» Activity list:
- 1) In the article about the Hadassah food allergy clinic, replace "dietician" with "nutritionist" and reproduce the passage from "Tuesday, Oct 27" up to and including "and follow-up services.".
- 2) Answer these questions using the article about the Hadassah food allergy clinic:
(a) On what date was the article posted?
(b) Who is named as head of Hadassah's Pediatrics Division?
(c) What is the full name of the newly launched clinic?
- 3) Continue the article about the new Hadassah food allergy clinic, starting after its final sentence.

Hadassah

New One-Stop Food Allergy Clinic Opens at Hadassah

Tuesday, Oct 27 2015

Food Allergy Expert Dr. Marc Rothenberg, Prof. Michael Wischanski, Director of Pediatric Gastroenterology, and Prof. Eitan Kerem, head of Hadassah’s Pediatrics Division

Not long ago if an Israeli child had a poor appetite, was listless, wasn’t gaining weight, and cried when eating or complained that eating hurts, a parent would have had to take him to the pediatrician who might then refer him on to a gastroenterologist, allergist and/or dietician--none of whom seemed to communicate with each other. Now, for the first time in Israel, with the launch of the Hadassah Medical Center’s Eosinophilic Gastrointestinal Disorders Clinic, there is a “one-stop” multidisciplinary center that offers everything from intake and screening to diagnosis and treatment to nutritional guidance and follow-up services.

» Data:

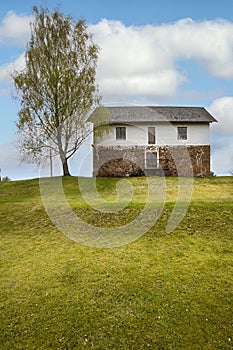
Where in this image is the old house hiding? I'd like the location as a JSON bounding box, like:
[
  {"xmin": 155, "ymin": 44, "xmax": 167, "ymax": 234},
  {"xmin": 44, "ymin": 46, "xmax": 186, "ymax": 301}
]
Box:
[{"xmin": 88, "ymin": 106, "xmax": 216, "ymax": 176}]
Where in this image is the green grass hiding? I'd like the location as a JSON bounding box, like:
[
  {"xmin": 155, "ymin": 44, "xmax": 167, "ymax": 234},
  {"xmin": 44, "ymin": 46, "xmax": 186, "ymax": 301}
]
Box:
[{"xmin": 0, "ymin": 177, "xmax": 233, "ymax": 350}]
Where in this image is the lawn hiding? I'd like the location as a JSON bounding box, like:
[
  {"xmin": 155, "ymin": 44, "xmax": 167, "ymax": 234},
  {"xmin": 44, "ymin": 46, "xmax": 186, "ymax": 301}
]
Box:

» Activity answers:
- 1)
Tuesday, Oct 27 2015

Food Allergy Expert Dr. Marc Rothenberg, Prof. Michael Wischanski, Director of Pediatric Gastroenterology, and Prof. Eitan Kerem, head of Hadassah’s Pediatrics Division

Not long ago if an Israeli child had a poor appetite, was listless, wasn’t gaining weight, and cried when eating or complained that eating hurts, a parent would have had to take him to the pediatrician who might then refer him on to a gastroenterologist, allergist and/or nutritionist--none of whom seemed to communicate with each other. Now, for the first time in Israel, with the launch of the Hadassah Medical Center’s Eosinophilic Gastrointestinal Disorders Clinic, there is a “one-stop” multidisciplinary center that offers everything from intake and screening to diagnosis and treatment to nutritional guidance and follow-up services.

- 2)
(a) Tuesday, Oct 27 2015
(b) Prof. Eitan Kerem
(c) The Hadassah Medical Center's Eosinophilic Gastrointestinal Disorders Clinic

- 3)
The focus of the clinic is to help people who struggle with Eosinophilic Esophagitis (EoE), an extreme form of food sensitivity, which results in inflammation of the esophagus and often an devastating impact on a child’s development. To celebrate the Center’s official opening, Dr. Marc E. Rothenberg, the world’s foremost expert on the detection and treatment of this severe form of childhood food allergy, flew into Israel to present two talks at Hadassah Hospital-Ein Kerem.

Dr. Rothenberg, Director, Division of Allergy and Immunology and Cincinnati Center for Eosinophilic Disorders at Cincinnati Children's Hospital Medical Center, provided an overview of eosinophilic gastrointestinal disorders, with a specific focus on EoE, a newly diagnosed food allergy disease. In explaining the severe allergy’s discovery and ramifications, Dr. Rothenberg shared a series of rarely seen medical photographs that illustrate the damage done by the condition.

Dr. Rothenberg, who runs an exchange program with Israeli physicians, estimates that more than 1,000 Israelis are walking around with EoE and have no idea what is causing their pain and difficulty with eating. Although still comparatively rare (about one in 2,500), Dr. Rothenberg explains, the chance of having the condition increases dramatically (to 2.4 percent) if there is an affected sibling, to 22 percent for fraternal twins, and to 41 percent for identical twins.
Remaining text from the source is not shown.